BEGIN

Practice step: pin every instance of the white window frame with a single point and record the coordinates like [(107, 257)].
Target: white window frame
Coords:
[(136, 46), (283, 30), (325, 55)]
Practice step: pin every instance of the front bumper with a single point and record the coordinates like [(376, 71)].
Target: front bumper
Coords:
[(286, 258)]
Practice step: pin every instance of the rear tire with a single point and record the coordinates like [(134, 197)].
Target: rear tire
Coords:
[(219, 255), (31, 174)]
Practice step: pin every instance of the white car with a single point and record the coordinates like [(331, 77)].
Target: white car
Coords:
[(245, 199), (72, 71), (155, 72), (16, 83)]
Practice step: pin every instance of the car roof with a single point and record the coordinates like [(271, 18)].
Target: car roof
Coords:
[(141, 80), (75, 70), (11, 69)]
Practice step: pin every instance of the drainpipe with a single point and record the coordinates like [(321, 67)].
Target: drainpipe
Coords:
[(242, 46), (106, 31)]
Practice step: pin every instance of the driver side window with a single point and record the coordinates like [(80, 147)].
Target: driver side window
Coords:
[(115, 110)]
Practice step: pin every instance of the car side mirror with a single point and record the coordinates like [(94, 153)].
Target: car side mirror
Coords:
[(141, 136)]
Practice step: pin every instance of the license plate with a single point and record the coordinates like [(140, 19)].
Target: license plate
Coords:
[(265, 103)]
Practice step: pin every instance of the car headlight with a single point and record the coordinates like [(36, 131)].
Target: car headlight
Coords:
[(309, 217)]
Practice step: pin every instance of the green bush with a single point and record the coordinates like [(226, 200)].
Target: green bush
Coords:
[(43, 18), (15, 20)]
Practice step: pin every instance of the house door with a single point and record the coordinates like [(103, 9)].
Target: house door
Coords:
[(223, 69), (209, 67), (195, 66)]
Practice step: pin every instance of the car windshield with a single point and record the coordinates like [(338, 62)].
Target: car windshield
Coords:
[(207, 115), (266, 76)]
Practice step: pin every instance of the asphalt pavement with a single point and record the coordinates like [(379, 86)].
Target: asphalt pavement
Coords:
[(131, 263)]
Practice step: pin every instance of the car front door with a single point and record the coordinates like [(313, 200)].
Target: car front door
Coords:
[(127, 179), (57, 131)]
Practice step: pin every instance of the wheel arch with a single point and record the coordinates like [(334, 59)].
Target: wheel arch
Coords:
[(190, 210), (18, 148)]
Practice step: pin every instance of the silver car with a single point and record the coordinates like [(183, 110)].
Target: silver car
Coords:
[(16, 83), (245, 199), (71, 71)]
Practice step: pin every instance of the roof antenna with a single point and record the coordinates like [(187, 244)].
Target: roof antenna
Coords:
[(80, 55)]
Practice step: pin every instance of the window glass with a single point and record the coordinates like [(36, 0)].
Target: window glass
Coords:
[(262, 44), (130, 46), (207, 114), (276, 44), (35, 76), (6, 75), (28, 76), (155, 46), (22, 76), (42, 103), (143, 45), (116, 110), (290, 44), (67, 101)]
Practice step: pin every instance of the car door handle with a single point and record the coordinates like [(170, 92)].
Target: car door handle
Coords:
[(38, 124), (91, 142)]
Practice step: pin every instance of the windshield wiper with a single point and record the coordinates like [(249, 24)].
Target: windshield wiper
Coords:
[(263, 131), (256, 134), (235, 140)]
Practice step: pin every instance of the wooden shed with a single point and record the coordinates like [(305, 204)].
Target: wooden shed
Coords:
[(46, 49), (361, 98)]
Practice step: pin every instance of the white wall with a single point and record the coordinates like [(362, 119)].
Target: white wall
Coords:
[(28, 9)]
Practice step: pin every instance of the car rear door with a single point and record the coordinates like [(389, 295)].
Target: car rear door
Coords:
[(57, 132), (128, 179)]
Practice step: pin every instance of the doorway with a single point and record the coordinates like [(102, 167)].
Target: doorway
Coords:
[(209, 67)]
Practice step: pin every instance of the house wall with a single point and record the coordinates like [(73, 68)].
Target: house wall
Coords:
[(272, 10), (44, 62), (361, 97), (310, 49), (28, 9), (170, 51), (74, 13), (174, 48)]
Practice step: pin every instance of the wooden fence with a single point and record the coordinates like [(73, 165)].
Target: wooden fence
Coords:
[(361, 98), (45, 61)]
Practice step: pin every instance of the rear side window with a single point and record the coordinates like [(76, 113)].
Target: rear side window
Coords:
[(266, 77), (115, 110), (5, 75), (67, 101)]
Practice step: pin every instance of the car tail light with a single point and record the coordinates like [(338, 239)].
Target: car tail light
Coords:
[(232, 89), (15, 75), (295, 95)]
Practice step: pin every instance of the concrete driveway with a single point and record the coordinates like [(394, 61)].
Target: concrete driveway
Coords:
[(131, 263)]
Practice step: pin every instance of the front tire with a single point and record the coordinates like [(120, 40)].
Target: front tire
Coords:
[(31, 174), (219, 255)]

END

> _THE EXERCISE_:
Rewrite everything from the line containing "Practice step: pin every instance of the house wall" down to the last of the lines, changing "Coords" to "Points" and leaving everything else the same.

> _REPLY TO THE TASK_:
Practice step: pin every instance of the house wall with a single point and record the coordinates like [(73, 68)].
Target: house wall
Points:
[(272, 10), (44, 62), (361, 97), (310, 49), (28, 9), (170, 51), (74, 13), (174, 48)]
Practice step: pin every instance of the wooden fence with a single point and record the coordinates like [(73, 165)].
Target: wooden fence
Points:
[(361, 98), (45, 61)]
Practice step: pin every instance of the rear side window with a single point and record the coordinates like [(76, 113)].
Target: rear side window
Points:
[(266, 77), (115, 110), (5, 75), (67, 101)]
Practice step: pin every instance of the car tail light with a single point and record the coordinates like [(338, 239)].
Target: car tail light
Points:
[(232, 89), (15, 75), (295, 95)]
Practice step: pin every instance of the concrete driveway with a single point and record the coordinates like [(394, 61)].
Target: concrete driveway
Points:
[(131, 263)]
Practice step: pin every instance of the front tire with a single point and record the coordinates like [(120, 40)].
Target: front tire
Points:
[(31, 174), (219, 255)]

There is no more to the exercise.